Short exercise — Report how many lines in the items below contain the string "visual", and give only that number.

Data supplied —
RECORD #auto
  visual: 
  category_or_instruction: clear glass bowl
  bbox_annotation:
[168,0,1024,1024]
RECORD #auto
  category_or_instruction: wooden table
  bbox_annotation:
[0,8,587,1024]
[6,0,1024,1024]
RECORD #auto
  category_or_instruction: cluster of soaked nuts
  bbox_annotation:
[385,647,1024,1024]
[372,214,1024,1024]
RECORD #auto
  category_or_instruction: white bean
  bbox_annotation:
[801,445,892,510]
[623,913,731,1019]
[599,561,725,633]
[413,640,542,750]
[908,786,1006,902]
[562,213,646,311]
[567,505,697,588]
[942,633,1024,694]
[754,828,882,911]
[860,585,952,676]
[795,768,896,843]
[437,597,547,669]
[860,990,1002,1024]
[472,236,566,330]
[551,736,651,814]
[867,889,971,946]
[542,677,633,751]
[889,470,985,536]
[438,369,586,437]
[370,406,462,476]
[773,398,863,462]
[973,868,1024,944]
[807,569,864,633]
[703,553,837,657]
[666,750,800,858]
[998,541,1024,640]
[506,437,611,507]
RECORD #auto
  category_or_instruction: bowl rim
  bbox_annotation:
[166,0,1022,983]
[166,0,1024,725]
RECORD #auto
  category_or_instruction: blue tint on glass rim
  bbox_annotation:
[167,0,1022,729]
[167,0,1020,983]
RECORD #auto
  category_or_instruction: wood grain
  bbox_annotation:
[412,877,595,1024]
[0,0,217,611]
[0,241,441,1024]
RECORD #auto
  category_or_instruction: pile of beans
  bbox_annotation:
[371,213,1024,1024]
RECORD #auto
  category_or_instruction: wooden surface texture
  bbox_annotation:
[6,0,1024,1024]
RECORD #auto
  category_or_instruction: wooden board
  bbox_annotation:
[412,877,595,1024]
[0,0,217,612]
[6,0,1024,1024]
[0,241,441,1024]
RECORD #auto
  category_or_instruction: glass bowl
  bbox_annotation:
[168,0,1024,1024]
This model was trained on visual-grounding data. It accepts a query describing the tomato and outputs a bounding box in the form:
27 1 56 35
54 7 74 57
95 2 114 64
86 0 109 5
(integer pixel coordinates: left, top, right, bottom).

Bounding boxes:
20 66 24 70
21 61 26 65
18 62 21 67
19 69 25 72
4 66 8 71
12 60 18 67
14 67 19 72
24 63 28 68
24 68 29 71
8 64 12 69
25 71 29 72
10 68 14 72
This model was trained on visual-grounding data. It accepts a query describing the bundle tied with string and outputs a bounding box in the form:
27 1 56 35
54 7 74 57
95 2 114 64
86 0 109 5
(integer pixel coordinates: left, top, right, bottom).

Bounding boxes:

Solution below — 3